Exercise inputs:
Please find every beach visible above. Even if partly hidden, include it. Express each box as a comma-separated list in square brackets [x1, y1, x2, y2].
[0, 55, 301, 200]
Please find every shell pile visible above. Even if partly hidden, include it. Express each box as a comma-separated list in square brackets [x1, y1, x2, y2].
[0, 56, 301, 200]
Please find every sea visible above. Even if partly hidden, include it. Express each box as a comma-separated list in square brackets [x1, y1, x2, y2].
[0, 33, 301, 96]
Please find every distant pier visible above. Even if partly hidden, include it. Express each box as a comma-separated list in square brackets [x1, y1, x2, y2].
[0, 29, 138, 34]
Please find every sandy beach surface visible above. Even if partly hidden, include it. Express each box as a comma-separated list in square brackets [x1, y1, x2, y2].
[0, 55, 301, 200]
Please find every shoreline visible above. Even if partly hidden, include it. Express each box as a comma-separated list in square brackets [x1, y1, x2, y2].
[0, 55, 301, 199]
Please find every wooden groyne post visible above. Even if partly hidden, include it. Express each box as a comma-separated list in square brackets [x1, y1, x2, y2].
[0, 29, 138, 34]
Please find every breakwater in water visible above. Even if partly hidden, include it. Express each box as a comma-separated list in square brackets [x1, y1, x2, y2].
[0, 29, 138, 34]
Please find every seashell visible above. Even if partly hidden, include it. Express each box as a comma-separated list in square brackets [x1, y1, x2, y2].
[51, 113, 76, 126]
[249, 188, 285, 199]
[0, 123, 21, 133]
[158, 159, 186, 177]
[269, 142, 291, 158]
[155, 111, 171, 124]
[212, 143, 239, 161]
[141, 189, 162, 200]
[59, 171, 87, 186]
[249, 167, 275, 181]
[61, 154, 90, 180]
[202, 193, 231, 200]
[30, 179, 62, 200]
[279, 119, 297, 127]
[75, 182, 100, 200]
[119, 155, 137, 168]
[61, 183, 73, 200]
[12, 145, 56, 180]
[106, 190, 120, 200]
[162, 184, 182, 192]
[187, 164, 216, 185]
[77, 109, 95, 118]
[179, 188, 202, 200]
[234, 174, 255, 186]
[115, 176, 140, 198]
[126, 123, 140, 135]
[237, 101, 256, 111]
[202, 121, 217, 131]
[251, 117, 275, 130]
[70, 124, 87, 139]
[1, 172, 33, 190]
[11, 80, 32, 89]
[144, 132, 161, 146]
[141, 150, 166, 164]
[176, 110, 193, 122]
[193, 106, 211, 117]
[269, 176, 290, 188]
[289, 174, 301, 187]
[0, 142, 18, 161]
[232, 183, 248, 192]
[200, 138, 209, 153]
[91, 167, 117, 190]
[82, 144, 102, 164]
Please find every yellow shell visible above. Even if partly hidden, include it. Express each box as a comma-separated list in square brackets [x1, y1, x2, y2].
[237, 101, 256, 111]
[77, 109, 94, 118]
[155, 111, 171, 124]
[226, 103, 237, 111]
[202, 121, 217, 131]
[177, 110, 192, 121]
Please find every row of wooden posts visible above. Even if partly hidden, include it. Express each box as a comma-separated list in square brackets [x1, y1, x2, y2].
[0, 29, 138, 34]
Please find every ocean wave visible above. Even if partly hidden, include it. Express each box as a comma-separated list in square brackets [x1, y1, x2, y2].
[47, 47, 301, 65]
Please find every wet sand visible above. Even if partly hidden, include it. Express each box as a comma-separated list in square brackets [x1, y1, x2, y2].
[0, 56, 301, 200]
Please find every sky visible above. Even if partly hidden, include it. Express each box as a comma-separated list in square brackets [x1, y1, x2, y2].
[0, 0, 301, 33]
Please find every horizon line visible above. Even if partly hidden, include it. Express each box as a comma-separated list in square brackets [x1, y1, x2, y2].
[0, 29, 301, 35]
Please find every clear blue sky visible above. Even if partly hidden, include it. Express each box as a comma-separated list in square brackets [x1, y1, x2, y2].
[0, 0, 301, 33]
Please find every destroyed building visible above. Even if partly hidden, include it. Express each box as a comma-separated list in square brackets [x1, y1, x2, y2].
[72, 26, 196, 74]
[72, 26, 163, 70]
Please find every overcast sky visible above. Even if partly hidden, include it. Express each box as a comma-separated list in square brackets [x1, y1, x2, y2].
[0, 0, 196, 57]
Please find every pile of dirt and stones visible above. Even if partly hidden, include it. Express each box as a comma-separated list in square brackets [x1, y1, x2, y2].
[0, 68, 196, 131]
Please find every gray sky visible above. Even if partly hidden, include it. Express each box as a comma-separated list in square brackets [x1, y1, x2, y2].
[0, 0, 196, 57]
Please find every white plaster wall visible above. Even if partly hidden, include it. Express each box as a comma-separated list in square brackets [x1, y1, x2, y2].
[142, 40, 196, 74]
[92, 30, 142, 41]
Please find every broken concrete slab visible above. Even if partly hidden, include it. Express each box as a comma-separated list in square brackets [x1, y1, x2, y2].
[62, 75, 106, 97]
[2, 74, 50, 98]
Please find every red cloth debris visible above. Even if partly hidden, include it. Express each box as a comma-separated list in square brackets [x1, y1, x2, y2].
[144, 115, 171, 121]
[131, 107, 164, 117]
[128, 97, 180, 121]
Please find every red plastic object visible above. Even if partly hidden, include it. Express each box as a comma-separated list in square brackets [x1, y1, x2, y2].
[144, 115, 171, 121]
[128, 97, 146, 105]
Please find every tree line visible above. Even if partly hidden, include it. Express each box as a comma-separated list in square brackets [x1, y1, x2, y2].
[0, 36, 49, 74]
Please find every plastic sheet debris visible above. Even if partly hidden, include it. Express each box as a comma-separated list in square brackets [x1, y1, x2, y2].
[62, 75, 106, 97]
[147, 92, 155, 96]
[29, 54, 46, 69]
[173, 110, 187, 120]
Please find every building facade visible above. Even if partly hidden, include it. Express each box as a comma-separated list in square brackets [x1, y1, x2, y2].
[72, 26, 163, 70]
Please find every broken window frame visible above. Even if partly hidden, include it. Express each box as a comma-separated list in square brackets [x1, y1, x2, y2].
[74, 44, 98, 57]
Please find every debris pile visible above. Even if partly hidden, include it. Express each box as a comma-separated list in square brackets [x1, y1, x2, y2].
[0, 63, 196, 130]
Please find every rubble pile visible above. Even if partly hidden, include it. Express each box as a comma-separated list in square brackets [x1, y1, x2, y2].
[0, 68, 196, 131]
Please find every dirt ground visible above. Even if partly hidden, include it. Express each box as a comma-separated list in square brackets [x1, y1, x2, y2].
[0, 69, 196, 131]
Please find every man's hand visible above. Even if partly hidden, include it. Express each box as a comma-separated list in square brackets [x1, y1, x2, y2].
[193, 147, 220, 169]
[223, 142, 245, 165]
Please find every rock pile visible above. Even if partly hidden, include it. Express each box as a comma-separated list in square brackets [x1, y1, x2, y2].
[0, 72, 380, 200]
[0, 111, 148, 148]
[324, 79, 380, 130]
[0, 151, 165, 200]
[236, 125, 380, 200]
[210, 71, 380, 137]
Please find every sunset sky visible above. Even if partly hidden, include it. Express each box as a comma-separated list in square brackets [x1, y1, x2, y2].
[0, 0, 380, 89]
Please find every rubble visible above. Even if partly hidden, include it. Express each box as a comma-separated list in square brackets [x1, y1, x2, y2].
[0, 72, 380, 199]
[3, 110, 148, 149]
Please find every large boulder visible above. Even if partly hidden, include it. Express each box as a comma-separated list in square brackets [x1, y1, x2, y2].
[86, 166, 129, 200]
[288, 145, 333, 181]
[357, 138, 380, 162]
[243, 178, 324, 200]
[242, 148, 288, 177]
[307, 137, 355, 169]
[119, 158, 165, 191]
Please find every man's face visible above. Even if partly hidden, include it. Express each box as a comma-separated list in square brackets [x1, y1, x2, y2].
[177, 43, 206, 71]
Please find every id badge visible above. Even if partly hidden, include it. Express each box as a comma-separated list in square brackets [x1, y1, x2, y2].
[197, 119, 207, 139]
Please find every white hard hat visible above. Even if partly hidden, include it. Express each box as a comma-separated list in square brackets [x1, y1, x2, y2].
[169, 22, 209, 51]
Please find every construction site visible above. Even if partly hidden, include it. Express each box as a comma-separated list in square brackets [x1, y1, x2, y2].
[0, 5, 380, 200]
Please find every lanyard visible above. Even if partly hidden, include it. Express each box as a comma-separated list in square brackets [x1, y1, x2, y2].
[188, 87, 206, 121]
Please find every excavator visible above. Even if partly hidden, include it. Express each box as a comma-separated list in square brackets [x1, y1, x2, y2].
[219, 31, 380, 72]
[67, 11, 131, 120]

What you should do: Rewrite the stretch of entries from the line containing "Please find every rubble visible" through the end of the entries, changing "partly hidden" to "partially obscured" and leaving everything else as it stands.

Final answer:
Please find every rubble visible above. Even if partially obscured, include it. Express each box as a comma-separated list in square brackets [x1, y1, x2, y2].
[0, 72, 380, 199]
[3, 110, 148, 149]
Please find every large boulder visible above. Even if partially obscured, include it. Express each box as a comma-separated list in square brackets [x1, y1, x2, y2].
[86, 166, 129, 200]
[288, 145, 333, 181]
[357, 138, 380, 162]
[243, 178, 324, 200]
[242, 148, 288, 177]
[307, 137, 355, 169]
[119, 158, 165, 191]
Please find every man's face visible above. Even if partially obscured, include it. Express each box as a comma-separated list in square brackets [x1, y1, x2, y2].
[177, 43, 206, 71]
Please find every id badge visible above. Even if partially obscured, include it. Express each box as a comma-separated list in square brackets [x1, y1, x2, y2].
[197, 119, 207, 139]
Please find every white hard hat visible above. Even if partially obscured, include it. Express each box as a comma-separated list in square brackets [x1, y1, x2, y2].
[169, 22, 209, 51]
Please find every construction site visible above. Even if partially obscured, include it. Express each box as a comma-separated list in square brackets [x1, y1, x2, y2].
[0, 5, 380, 200]
Please find every lanyard visible above. Even if partially obscured, include it. Express each box as a comma-separated list in square brackets [x1, y1, x2, y2].
[188, 87, 206, 121]
Please find every excavator visible above. Even if partially obscured, include it. Express each box as a comma-separated list in square brackets [x1, y1, x2, y2].
[219, 31, 380, 72]
[67, 11, 131, 120]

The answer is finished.